-- START --

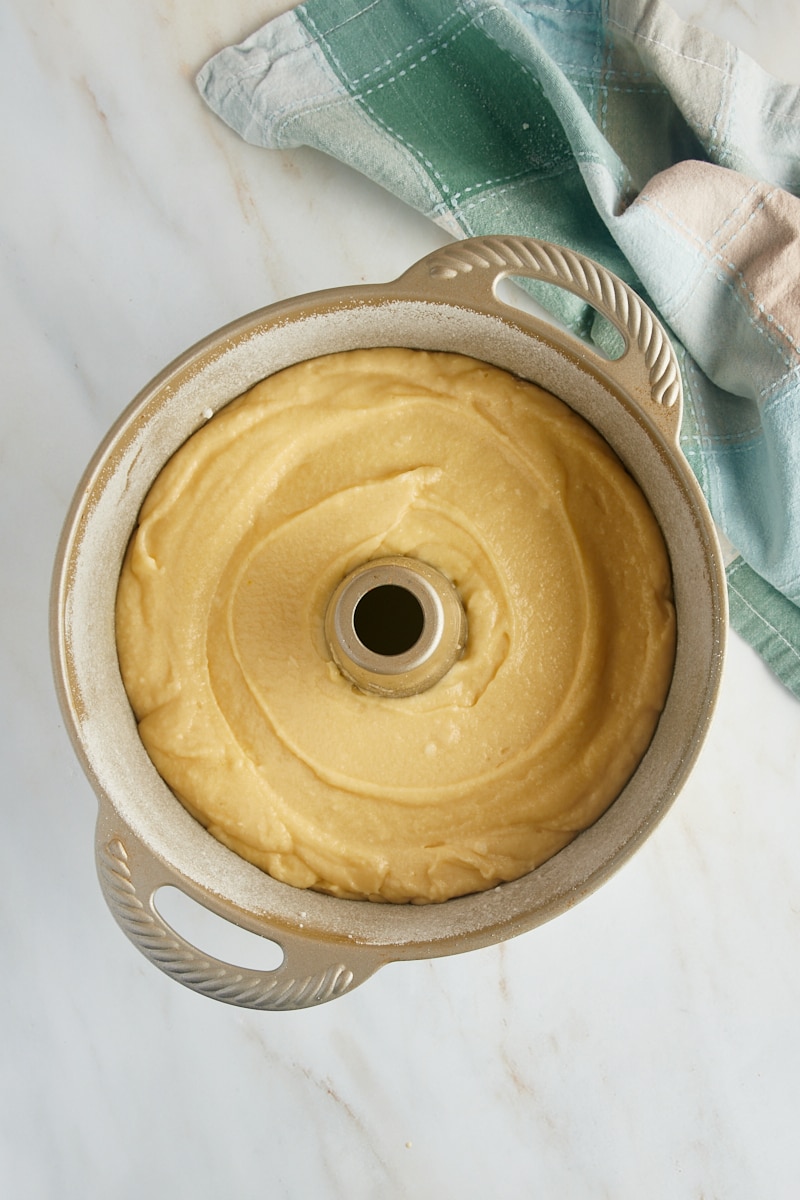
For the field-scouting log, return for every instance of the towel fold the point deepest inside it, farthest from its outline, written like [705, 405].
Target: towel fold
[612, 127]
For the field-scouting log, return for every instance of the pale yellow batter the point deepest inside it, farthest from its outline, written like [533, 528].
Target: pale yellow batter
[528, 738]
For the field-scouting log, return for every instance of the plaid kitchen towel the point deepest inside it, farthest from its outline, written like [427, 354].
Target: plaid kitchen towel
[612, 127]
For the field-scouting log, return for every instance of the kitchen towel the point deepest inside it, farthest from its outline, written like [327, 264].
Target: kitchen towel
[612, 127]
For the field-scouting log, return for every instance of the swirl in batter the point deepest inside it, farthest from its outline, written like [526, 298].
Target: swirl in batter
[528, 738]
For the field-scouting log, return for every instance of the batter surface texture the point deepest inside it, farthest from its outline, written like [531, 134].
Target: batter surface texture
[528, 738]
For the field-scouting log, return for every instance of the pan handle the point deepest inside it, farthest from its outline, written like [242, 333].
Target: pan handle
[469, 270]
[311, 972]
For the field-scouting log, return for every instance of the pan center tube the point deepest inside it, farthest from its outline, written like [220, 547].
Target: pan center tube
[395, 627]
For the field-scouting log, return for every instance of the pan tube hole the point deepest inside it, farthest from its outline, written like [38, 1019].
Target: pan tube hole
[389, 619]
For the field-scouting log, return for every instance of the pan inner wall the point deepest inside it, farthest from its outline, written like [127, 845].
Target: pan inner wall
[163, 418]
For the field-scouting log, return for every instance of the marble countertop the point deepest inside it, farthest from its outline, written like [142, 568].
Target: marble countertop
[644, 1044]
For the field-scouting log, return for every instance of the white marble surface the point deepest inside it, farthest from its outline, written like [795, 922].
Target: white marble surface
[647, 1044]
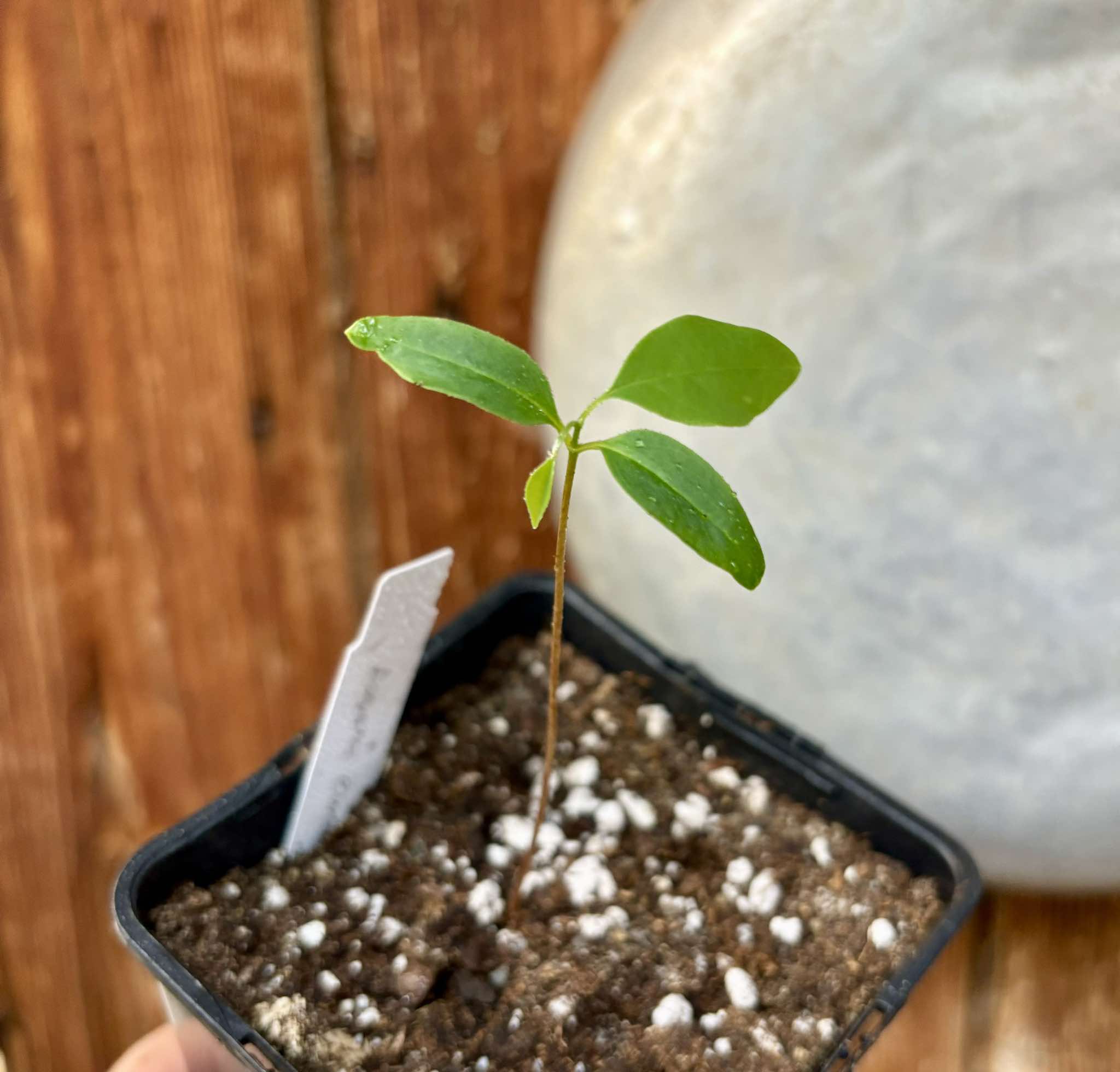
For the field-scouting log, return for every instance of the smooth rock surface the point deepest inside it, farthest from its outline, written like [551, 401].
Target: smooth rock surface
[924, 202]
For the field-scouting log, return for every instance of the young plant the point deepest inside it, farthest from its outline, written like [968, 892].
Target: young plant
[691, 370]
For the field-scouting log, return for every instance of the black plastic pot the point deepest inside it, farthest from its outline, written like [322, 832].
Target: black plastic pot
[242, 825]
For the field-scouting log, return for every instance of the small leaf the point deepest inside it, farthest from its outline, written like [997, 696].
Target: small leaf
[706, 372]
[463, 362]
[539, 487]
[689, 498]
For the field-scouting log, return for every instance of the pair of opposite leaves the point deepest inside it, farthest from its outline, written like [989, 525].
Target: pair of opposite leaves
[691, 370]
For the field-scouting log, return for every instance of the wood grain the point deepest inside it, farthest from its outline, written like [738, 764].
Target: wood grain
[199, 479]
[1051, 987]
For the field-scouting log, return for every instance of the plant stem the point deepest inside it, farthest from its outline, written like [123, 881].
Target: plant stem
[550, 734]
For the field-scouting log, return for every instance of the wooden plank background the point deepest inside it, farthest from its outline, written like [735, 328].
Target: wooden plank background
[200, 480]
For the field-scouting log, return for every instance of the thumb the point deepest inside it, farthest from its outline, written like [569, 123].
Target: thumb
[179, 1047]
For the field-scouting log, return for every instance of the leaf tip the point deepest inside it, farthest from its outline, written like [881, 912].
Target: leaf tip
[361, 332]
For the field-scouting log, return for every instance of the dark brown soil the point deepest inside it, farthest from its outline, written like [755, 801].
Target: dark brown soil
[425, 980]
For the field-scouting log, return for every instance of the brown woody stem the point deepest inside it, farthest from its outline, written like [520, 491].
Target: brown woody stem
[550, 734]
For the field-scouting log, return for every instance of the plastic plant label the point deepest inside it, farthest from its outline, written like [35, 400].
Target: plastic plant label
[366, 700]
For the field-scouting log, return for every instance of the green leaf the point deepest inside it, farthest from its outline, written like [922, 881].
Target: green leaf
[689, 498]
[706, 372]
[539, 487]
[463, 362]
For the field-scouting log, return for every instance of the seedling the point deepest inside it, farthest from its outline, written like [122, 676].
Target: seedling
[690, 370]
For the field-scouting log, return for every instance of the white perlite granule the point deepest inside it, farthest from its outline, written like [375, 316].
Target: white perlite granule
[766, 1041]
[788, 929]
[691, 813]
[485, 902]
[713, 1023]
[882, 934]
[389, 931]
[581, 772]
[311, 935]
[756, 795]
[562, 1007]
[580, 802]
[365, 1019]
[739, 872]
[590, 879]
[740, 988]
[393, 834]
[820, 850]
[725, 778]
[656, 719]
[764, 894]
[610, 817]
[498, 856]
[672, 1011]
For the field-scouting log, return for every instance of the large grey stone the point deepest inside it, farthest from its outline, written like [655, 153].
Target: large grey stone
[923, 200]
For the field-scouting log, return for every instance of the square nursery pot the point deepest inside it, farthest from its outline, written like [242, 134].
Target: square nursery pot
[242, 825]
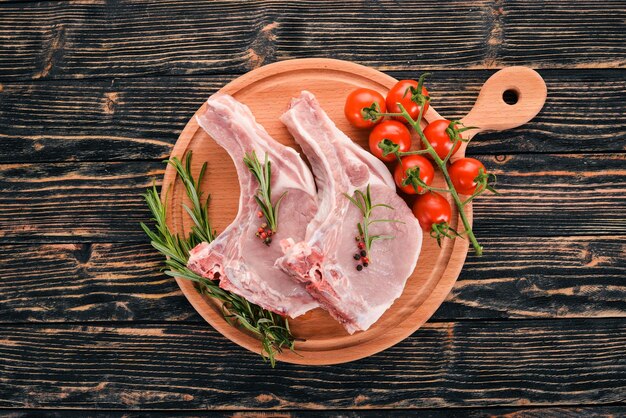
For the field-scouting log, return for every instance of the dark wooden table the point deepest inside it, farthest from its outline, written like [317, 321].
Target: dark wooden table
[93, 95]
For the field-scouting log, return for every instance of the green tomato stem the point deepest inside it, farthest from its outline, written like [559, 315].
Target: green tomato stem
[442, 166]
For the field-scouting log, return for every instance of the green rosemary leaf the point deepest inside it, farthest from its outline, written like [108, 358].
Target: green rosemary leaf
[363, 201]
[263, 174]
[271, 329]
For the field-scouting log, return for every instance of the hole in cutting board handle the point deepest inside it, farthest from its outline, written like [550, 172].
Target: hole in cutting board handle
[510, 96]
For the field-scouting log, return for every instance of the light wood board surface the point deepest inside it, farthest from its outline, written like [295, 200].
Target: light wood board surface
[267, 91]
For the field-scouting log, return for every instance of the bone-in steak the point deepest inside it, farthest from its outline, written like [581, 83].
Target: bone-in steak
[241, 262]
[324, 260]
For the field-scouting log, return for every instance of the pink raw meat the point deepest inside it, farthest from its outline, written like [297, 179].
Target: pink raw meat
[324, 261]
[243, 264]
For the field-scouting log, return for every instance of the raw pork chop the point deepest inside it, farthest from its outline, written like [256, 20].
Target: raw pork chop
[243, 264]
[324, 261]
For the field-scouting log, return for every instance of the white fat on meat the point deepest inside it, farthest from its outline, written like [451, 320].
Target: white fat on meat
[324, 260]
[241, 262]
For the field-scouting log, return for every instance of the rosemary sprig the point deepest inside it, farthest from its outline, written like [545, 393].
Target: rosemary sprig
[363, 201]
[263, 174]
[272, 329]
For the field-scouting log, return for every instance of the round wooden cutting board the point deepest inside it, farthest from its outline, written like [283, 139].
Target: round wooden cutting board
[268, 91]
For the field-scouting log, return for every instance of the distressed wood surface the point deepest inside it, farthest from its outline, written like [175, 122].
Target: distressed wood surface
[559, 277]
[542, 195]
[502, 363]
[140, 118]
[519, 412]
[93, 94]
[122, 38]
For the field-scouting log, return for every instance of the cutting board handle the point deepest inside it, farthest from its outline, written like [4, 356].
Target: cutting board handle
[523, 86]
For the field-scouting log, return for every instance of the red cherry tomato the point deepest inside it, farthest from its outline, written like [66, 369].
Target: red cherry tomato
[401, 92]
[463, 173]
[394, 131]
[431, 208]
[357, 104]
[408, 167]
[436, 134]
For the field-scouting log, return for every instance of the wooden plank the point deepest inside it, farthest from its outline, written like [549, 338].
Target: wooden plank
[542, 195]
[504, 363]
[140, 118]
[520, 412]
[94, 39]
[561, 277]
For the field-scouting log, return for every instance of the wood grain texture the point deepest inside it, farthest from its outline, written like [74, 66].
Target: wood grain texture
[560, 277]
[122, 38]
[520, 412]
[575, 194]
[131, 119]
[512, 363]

-- END --

• _PROBLEM TO WORK ON_
Your copy should hold every record word for word and none of the pictures.

• _TASK OUTPUT_
For the field-scouting log, return for every instance of the towel fold the point deepest inside it, farthest from its outline, written like [705, 405].
Target: towel fold
[612, 127]
For the field-scouting log, return for every instance of the pale yellow batter the point deepest inside it, farthest from its outline, written like [533, 528].
Target: pale yellow batter
[528, 738]
For the field-scouting log, return for every instance of the plaid kitchen towel the point deepest inside it, farthest from its outline, written like [427, 354].
Target: plaid kitchen towel
[612, 127]
For the field-scouting log, return for every instance of the kitchen towel the point deepest inside it, farthest from its outline, written like [327, 264].
Target: kitchen towel
[612, 127]
For the field-scouting log, return for every instance of the swirl in batter the point deepest inside it, farthest from its outline, written like [526, 298].
Target: swirl in batter
[528, 738]
For the field-scouting log, return for every instance of the batter surface texture the point deepest inside it, farthest from its outline, written like [531, 134].
Target: batter surface texture
[528, 738]
For the field-scouting log, return for every instance of the pan handle the point deepest inside it, farthest from its outline, written like [242, 333].
Target: pan handle
[469, 270]
[311, 972]
For the field-scouting log, return for every instance of the pan center tube the point deepest inside it, farthest from its outline, written like [220, 547].
Target: pan center tube
[395, 627]
For the field-scouting log, return for every instance of the pan tube hole the point deepest inside it, farthest from its outline, written like [38, 1019].
Target: pan tube hole
[389, 619]
For the field-scouting log, return for every instance of the pan inner wall the point deepest inside it, farthest from its outline, written like [127, 845].
Target: pan inner wall
[163, 418]
For the field-scouting log, return for every instance of the marble countertop the point deepest inside it, farthest from its outline, written like [142, 568].
Target: marble countertop
[644, 1044]
For the field-scouting log, return for every instance of the white marble surface the point deepest inside it, farthest from its outline, written like [795, 922].
Target: white marble surface
[647, 1044]
For the field-scouting log, return for every instance of the smooth rock surface the point deepest inside it, farthest from its outline, written like [551, 401].
Target: smooth rock surface
[924, 202]
For the field-scouting log, return for every instance of the young plant the point deepest inside it, farthest from its outline, written like [968, 892].
Target: young plant
[691, 370]
For the field-scouting log, return for every instance of the black plastic pot the point deepest inside it, farthest from its outline, written like [322, 832].
Target: black plastic pot
[242, 825]
For the field-scouting log, return for every instance of the small leaf the point deepest inside it, farthest from its outline, written like [997, 696].
Target: small leaf
[706, 372]
[463, 362]
[539, 487]
[689, 498]
For the field-scouting log, return for every instance of the pair of opposite leaves the point deepest inside it, farthest from its outline, written like [989, 525].
Target: pair of opposite leaves
[691, 370]
For the field-scouting log, return for every instance of the wood grain the point deepest inside it, farthest from its outline, written like [738, 764].
Target: wood grain
[199, 479]
[1051, 987]
For the field-scouting log, return for every instance of the plant stem the point deepest inside it, farthest from its outline, written like [123, 881].
Target: plant stem
[550, 734]
For the field-scouting log, return for every instance of the wooden plank background the point deepest inside it, farthest from its outline, written like [735, 328].
Target: wooden plank background
[200, 480]
For the field-scouting log, return for every instance of the thumb the point deepest inside it, farthest from its outline, written like [569, 123].
Target: thumb
[179, 1047]
For the field-scouting log, return for every instance of the leaf tip the point deepest inside it, farthest from its outline, written like [881, 912].
Target: leaf tip
[361, 332]
For the field-scouting log, return for every instance of the dark brown soil the point deepest inside it, farthest from its outline, written like [755, 801].
Target: dark brown soil
[425, 980]
For the field-scouting log, return for every instance of the brown woody stem the point deepest inside it, farthest from its outline, written like [520, 491].
Target: brown woody stem
[550, 734]
For the field-scouting log, return for every instance of the plastic plant label the point deepest inside it, farthest from its outline, written like [35, 400].
Target: plastic plant label
[366, 700]
For the field-scouting log, return for every instance of the green leaf the point deepest inside it, farthest from its outline, written like [922, 881].
Target: green leaf
[689, 498]
[706, 372]
[539, 487]
[463, 362]
For the field-scouting log, return for every instance of the seedling the point deepest inside it, farthest from its outline, written like [122, 676].
Target: seedling
[690, 370]
For the field-scouting log, return for every instance of the white perlite granule the point deepest inside it, farthest from its outline, written like [375, 316].
Target: white perlite granule
[766, 1041]
[788, 929]
[691, 813]
[485, 902]
[713, 1023]
[882, 934]
[389, 931]
[581, 772]
[311, 935]
[756, 795]
[562, 1007]
[580, 802]
[365, 1019]
[739, 872]
[590, 879]
[740, 988]
[393, 834]
[820, 850]
[725, 778]
[656, 719]
[764, 894]
[610, 817]
[498, 856]
[672, 1011]
For the field-scouting log, return for every instance of the large grey stone the point deepest inside it, farthest from its outline, written like [655, 153].
Target: large grey stone
[923, 200]
For the field-scouting log, return for every instance of the square nursery pot the point deepest inside it, farthest from its outline, written like [242, 134].
Target: square nursery pot
[242, 825]
For the field-scouting log, return for every instance of the dark wooden table the point deepest inside it, farthest from its outline, written like [317, 321].
Target: dark wooden table
[93, 95]
For the field-scouting log, return for every instance of the green tomato stem the point deepest inside it, farthest from its outline, written like [559, 315].
Target: green tomato stem
[442, 166]
For the field-scouting log, return for every instance of the green rosemary leaf the point deepest inside it, farthest from its outline, written like [108, 358].
Target: green rosemary leaf
[363, 201]
[263, 174]
[271, 329]
For the field-scouting log, return for every instance of the hole in cutting board handle the point deepest inside it, farthest from its outline, written like [550, 172].
Target: hole in cutting board handle
[510, 96]
For the field-scouting log, return for every instance of the light wood board surface the point deepest inside it, farthest from its outline, written like [295, 200].
Target: light wood board surface
[267, 91]
For the field-scouting log, return for every instance of the bone-in steak the point deepest inside it, farthest from its outline, written like [581, 83].
Target: bone-in steak
[241, 262]
[324, 260]
For the field-scouting log, return for every instance of the pink raw meat the point deepest inside it, farthest from its outline, written like [297, 179].
Target: pink raw meat
[324, 261]
[243, 264]
For the field-scouting log, return for every instance of the raw pork chop the point deepest inside it, farthest from its outline, written like [256, 20].
Target: raw pork chop
[243, 264]
[324, 261]
For the field-scouting log, return for every instance of the white fat on meat the point deepest inside it, farthest from its outline, written like [451, 320].
Target: white fat on meat
[324, 260]
[241, 262]
For the field-scouting log, return for every instance of the rosemary sprig the point deepest inside it, farthest from its outline, written like [545, 393].
Target: rosemary sprig
[363, 201]
[263, 174]
[272, 329]
For the field-scouting log, return for every instance of the round wooden cutting board the point deepest inside it, farthest from its outline, written like [283, 139].
Target: round wooden cutting board
[268, 91]
For the field-scouting log, return for every instance of the distressed wood surface the point deepest inside it, farthest from its outline, written like [175, 122].
Target: distressed wood surface
[559, 277]
[542, 195]
[502, 363]
[140, 118]
[519, 412]
[93, 94]
[122, 38]
For the field-scouting log, return for every instance of the cutting board handle the point deepest inside it, farthest from its outline, written like [4, 356].
Target: cutting board handle
[523, 86]
For the field-scouting log, return for every instance of the red cherry tomato the point deepest inside it, farthest from its outline, written like [66, 369].
Target: red cherry tomato
[401, 92]
[463, 173]
[394, 131]
[431, 208]
[357, 104]
[408, 167]
[436, 134]
For the field-scouting log, return for every instance of the wooden plank the point deepest inside it, farthest from its outline, written like [549, 338].
Target: wooden plank
[542, 195]
[504, 363]
[140, 118]
[520, 412]
[94, 39]
[561, 277]
For the field-scouting log, return for every instance of the wood grain texture the point deepest inside it, farthest from its outline, written like [74, 66].
Target: wood grain texture
[560, 277]
[122, 38]
[520, 412]
[575, 194]
[131, 119]
[512, 363]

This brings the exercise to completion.